Pictures aside, repeat every entry exactly.

Rows from a pointing dataset
* * * *
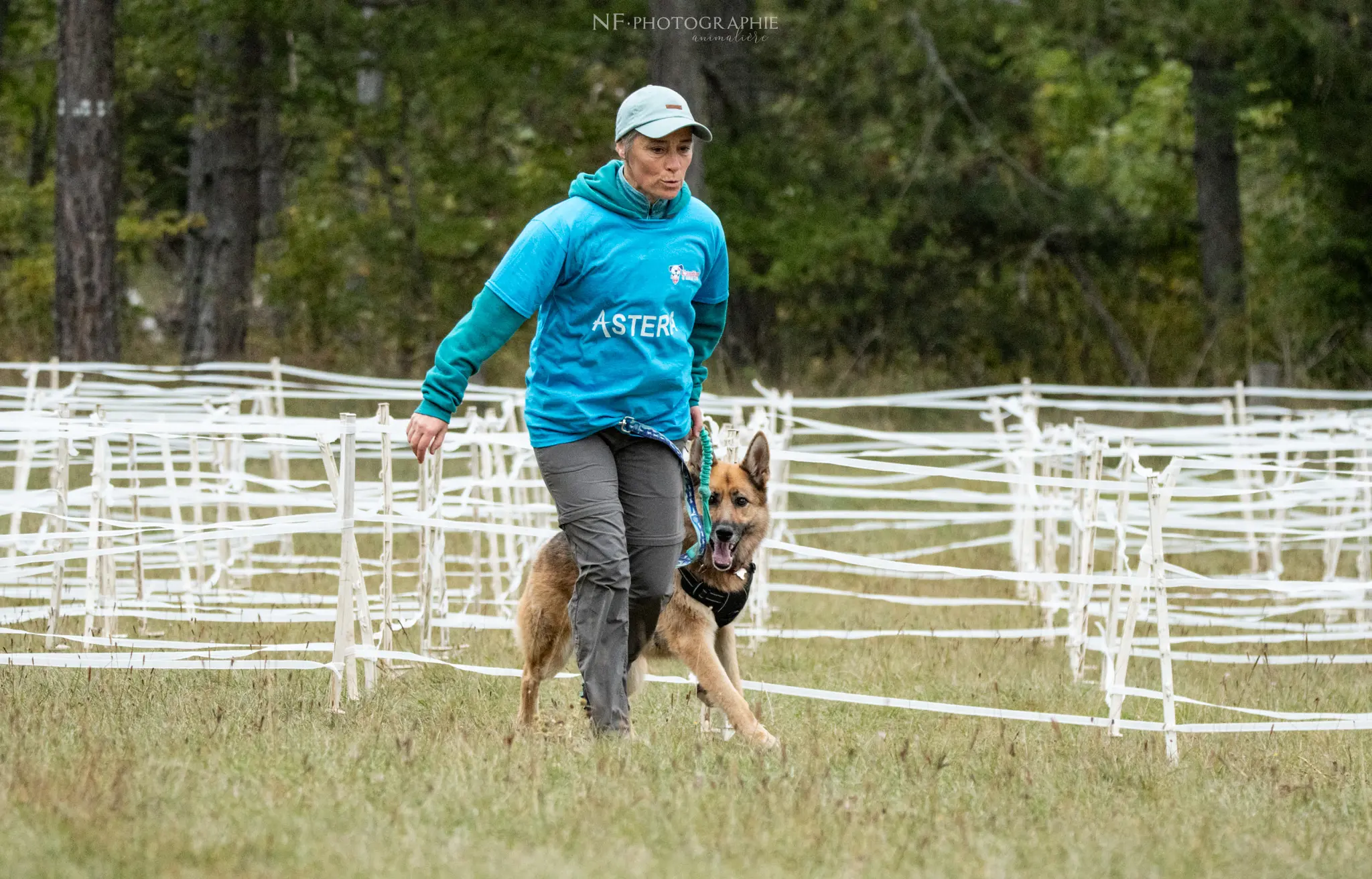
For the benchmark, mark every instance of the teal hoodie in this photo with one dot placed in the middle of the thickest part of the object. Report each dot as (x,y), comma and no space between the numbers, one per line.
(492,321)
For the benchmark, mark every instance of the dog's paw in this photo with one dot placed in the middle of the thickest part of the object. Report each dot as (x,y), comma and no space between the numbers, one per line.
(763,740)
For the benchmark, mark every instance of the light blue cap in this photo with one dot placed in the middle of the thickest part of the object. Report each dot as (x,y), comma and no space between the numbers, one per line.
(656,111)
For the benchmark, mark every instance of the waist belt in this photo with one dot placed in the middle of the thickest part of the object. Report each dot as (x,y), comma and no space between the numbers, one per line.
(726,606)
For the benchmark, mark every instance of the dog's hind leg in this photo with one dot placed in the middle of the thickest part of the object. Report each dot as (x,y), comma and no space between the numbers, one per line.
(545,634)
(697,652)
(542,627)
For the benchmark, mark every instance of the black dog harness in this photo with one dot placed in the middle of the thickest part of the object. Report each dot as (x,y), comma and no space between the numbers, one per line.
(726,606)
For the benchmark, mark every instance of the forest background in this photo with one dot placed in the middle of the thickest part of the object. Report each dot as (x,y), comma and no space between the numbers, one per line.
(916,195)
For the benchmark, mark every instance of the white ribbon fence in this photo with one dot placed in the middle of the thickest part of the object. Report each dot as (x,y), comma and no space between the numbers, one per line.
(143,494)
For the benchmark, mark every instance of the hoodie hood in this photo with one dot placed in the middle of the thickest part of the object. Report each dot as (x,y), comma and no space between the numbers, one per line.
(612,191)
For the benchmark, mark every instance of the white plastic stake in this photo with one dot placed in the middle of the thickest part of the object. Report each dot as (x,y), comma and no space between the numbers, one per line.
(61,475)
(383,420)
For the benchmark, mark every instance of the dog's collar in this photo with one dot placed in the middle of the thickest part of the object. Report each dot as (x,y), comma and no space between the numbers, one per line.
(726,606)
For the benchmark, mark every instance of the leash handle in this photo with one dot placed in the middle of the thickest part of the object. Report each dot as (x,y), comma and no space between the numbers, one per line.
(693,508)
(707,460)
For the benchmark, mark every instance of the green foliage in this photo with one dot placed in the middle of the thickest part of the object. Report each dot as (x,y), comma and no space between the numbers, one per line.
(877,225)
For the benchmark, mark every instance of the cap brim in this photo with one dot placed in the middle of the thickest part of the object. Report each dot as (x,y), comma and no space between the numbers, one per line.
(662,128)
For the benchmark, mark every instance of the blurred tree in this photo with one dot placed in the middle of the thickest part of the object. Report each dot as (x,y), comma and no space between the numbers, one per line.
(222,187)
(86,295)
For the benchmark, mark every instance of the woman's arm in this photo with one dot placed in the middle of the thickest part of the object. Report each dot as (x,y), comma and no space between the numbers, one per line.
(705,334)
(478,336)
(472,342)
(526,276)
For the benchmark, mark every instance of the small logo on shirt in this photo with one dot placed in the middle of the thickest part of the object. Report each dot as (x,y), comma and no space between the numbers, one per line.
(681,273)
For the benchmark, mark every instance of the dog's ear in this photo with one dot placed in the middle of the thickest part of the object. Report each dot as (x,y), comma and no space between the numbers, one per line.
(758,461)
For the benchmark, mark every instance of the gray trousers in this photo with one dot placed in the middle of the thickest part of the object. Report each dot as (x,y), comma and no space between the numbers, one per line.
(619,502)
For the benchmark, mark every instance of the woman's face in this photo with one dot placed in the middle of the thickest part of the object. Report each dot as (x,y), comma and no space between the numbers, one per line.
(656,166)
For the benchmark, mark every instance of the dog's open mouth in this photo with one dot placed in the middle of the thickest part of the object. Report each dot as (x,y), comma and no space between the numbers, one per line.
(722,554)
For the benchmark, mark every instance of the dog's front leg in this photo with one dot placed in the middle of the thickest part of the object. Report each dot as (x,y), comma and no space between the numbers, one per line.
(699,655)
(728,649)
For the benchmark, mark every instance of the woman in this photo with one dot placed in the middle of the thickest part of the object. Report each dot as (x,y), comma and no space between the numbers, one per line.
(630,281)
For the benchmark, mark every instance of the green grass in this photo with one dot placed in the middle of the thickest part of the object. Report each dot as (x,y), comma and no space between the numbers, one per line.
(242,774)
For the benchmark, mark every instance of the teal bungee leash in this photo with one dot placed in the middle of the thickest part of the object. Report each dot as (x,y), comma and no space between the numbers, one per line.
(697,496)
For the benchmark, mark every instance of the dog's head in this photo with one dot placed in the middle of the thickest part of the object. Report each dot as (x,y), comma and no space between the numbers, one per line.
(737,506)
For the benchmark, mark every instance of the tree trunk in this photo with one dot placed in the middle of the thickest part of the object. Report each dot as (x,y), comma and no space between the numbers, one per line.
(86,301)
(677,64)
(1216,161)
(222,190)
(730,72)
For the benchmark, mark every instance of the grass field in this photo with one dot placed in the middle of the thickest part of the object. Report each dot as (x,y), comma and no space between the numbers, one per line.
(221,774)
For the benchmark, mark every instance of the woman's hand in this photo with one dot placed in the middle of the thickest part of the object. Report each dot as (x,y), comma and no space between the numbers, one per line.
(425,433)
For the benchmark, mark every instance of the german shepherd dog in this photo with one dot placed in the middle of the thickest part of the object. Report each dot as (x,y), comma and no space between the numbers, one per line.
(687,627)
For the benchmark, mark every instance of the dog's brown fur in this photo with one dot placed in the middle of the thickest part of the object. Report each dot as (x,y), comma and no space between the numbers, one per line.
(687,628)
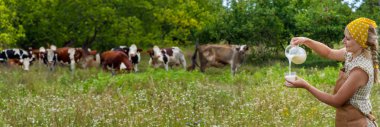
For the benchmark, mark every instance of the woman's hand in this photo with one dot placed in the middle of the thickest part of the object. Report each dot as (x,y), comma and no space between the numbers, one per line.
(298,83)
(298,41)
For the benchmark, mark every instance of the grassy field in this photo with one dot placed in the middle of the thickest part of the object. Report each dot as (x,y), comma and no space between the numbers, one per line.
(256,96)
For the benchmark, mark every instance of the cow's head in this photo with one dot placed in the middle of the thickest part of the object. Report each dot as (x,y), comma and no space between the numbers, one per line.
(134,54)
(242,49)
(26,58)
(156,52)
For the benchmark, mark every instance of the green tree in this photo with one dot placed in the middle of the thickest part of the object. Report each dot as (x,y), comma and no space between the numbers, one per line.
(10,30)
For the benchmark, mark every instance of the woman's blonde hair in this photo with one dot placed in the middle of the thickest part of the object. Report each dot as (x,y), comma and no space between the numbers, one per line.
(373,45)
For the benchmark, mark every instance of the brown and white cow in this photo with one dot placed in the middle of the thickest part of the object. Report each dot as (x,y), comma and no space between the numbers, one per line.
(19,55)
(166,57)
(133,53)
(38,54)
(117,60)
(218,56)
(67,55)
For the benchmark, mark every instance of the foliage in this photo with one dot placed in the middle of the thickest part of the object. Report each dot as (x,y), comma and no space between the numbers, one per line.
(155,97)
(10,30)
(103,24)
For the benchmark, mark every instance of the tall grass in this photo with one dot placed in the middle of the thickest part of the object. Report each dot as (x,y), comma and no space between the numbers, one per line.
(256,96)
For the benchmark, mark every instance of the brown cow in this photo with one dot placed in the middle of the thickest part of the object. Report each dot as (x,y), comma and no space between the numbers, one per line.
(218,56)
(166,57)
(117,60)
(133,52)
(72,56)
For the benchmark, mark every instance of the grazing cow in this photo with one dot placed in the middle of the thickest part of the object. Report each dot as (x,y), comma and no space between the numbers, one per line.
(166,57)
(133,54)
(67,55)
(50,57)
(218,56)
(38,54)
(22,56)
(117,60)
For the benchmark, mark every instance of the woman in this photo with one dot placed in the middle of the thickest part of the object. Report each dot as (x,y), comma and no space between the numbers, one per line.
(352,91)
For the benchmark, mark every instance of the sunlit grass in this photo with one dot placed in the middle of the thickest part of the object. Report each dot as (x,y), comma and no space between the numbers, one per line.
* * * *
_Full output_.
For the benchmark, mark every instance of the teal hoodie in this photo with one dot placed in the middle of the thickest part of the object. Report each dot as (x,y), comma and no space between the numbers, one per line.
(492,321)
For the benchmark, mark every instance of the dog's paw in this photo with one dot placed in the middle of the thickest part of the object. Report each dot as (x,y), comma and no space between the numbers, one per line.
(763,740)
For the benchmark, mark every instance of the light blue cap in this photo with one dot placed in the middle of the thickest part of the object. Report each dot as (x,y), comma and no space between the numbers, one per line.
(656,111)
For the benchmark, mark every instance of the waist belt in this photo with one dot placed in the middle of the thickest part of the object. Report each dot as (x,y), comma and no space between the numbers, one per line.
(726,606)
For the benchmark, mark every instance of the dog's hind leg in this photo with one dot placed in the middle of the thickest part of the object. Report each dot as (x,y), comma and no space between the numbers, one per line.
(545,634)
(697,652)
(542,627)
For the benchmark, mark every instance of the black dog harness in this photo with one dot placed in the middle of the thickest part of the object. Report each dot as (x,y), comma and no space between the numbers, one per line.
(726,606)
For the benchmark, mark every instance of the forest background in this photo with one dot placed in the middle of the thickest part of the object. Report each dot as (x,y), comma and no space between the numbers, one per line.
(916,195)
For the benchmark, mark every instance of the white ribbon fence in this photo with one dot placed in the middle of the thickest part of the object. Report each dot as (x,y), comma and no space between the numbers, one per line.
(143,494)
For the benchmark, mark every instance of the hoodie hood in this photo with one dot placed in the middle of the thickest part of the object. Report each dot as (x,y), comma and no space between the numbers, one per line.
(612,191)
For the benchmark, mark every instance of the white plastic stake in this photo with one dot placed in the middle of the thickest part of the object. Report each dot as (x,y), comma and no space between the numbers, one per line.
(61,475)
(383,420)
For the benchmark, mark every instance of the dog's collar in this photo with one dot placed in the middle of the thickest part of the object. Report each dot as (x,y), comma and no space between the numbers, one per line.
(726,606)
For the benchmark, mark every instance of the leash handle in this photo with one dot placed in the middle of the thickest part of the object. Report each dot as (x,y), comma and no space between the numbers, one per line.
(693,508)
(707,460)
For the benchmark, mark every instance of the green foliage in this photo with one dot placed in the middle of the thickest part of the object. Report each dot as (x,y), comma and no space between the numbers, one per line.
(877,225)
For the benchmark, mark every instance of the cap brim in this photo with one dot placed in the middle of the thickest part of the object. Report each dot as (x,y), comma and no space between the numbers, one per line.
(662,128)
For the benchmark, mark every instance of the blurred tree in this photo with one dot placed in the middle of the thickest part of the object. Report each dot as (x,y), comma and no space between the numbers, one per line.
(222,187)
(86,295)
For the benchmark, mark every instance of the woman's arm in this photo with one dot placed in the middle of the thickest part of the object. Report each dot as (x,y), comma and no space between the numbers, one per line.
(705,334)
(478,336)
(472,342)
(526,276)
For the benchmark, mark every instance of the small logo on shirt in this photo with one dot placed in the middle of the thickest part of the object. Report each dot as (x,y), comma and no space between the numbers, one per line.
(681,273)
For the benchmark, mark every instance of the dog's ear in this photo with one dot placed in the middle of the thickest part of the object. Report each dot as (x,y), comma and no space between the numbers, one per line.
(758,461)
For the benchmark, mark every instance of the gray trousers in this photo with one dot placed in the middle of the thickest part of the object. Report each dot as (x,y), comma and no space between the numbers, one per line.
(619,502)
For the benchmark, mark every instance of the woman's face in this photo with one dot placed in the middle of the thickest part of the object. Report each dot as (x,y), comma and no space between the numbers, one per line.
(656,166)
For the benchmark, mark every instance of the dog's open mouth in this photo with one dot placed in the middle of the thickest part of the object. Report each dot as (x,y), comma and no space between the numbers, one per line.
(722,554)
For the benchmark, mark every instance of the dog's front leg in this photo with one dot placed in the middle of the thickest part of the object. Report each dot as (x,y), comma and no space between the numbers, one per line.
(699,655)
(728,649)
For the benchmark, mark every instance of the woman in this photo with one dot placed in the middle of the thickest part of the object. Report each dot as (x,y), comma and no space between the numbers, one per line.
(630,281)
For the benchmark, mark every instance of the green grass in this photo with one dot placed in the middle of the thickest part of the object. Report each dot as (x,y), comma and no space between the numbers, one per line.
(242,774)
For the benchmark, mark every instance of the teal bungee leash in this photo with one dot placed in the middle of the thickest part of the object. Report each dot as (x,y), comma and no space between the numbers, one per line.
(697,496)
For the benchmark, mark every instance of the dog's head in this photo with one dot placed in the middle of the thickest part of the object. Report each dot as (x,y), comma and no space between the numbers, one per line.
(737,506)
For the benchmark, mark every instance of the tree trunk in this photo with one dot placed in the middle of the thickest part of the object. Report each dot as (x,y), comma and no space between the numbers, one per line.
(86,301)
(677,64)
(1216,161)
(222,190)
(730,72)
For the benchmark, mark every instance of the grass field in this photo with one dot placed in the middle of the thickest part of the object. Report each dot as (x,y), comma and no space between the numbers, one per line.
(221,774)
For the benchmark, mark every instance of the woman's hand in this photo with one dot placed in the middle of the thickest part of the object. Report each dot as (x,y), comma and no space between the numbers, one per line.
(425,433)
For the benchmark, mark every instance of the german shepherd dog in this photo with one dot placed in the middle of the thickest part of the object. Report each dot as (x,y), comma and no space between the numbers, one per line.
(687,627)
For the benchmark, mark every instance of the dog's brown fur in this photo with one dot placed in the middle of the thickest part of the object. Report each dot as (x,y), comma and no space between the numbers, one per line.
(687,628)
For the benchmark, mark every instance of the woman's hand in this photo with one dot placed in the middle of the thickest part of the object. Report each dot as (x,y), comma and no space between the numbers, one per line.
(298,83)
(298,41)
For the benchmark, mark every instance of the grassy field in this photo with one dot placed in the middle of the thickest part of the object. Report each dot as (x,y), comma and no space between the numbers, one per line.
(256,96)
For the benchmark, mark every instance of the cow's head in this photo with one dot placed in the middle of the thickest part of the object. Report each dot as (x,y), comma and no space between the numbers, one per line.
(134,54)
(242,49)
(26,58)
(156,52)
For the benchmark, mark every instance of the green tree in this photo with one dot placed in the middle of the thickest part of the object. Report each dot as (x,y), comma and no space between the numbers, one per line.
(10,30)
For the benchmark, mark every instance of the woman's blonde hair in this photo with one dot placed in the middle of the thickest part of the object. Report each dot as (x,y), comma and no space between the numbers, one per line.
(373,45)
For the benchmark, mark every instance of the brown and white cow in this photo with one dot placed in the middle of the thickest part of the object. Report each dot as (x,y), comma and no space between the numbers, one per line.
(19,55)
(166,57)
(133,53)
(38,54)
(117,60)
(218,56)
(67,55)
For the benchmark, mark every instance of the foliage in this photo with one dot placed in the middle of the thickest part of the object. Report each dot as (x,y), comma and no space between the numbers, one per line.
(155,97)
(10,30)
(103,24)
For the benchmark, mark every instance of the tall grass in this photo with one dot placed in the middle of the thickest part of the object. Report each dot as (x,y), comma and no space between the numbers, one per line.
(256,96)
For the benchmark, mark every instance of the brown cow in this photo with one dot placed in the middle of the thickest part of the object. Report each dot as (x,y), comma and no space between the numbers, one per line.
(218,56)
(166,57)
(117,60)
(133,52)
(72,56)
For the benchmark, mark every instance of the grazing cow in this photo with one dot placed in the middle of the thickest part of the object. Report each dot as (x,y), comma and no space between the numbers, one per line.
(166,57)
(133,54)
(67,55)
(50,57)
(218,56)
(38,54)
(22,56)
(117,60)
For the benchmark, mark every instance of the woman in this photo with one dot placed in the middle of the thickest part of the object. Report each dot as (x,y), comma and no space between the numbers, one per line.
(352,91)
For the benchmark, mark every instance of the sunlit grass in this photo with one dot placed in the middle of the thickest part of the object. Report each dot as (x,y), comma and no space between the numbers, one per line.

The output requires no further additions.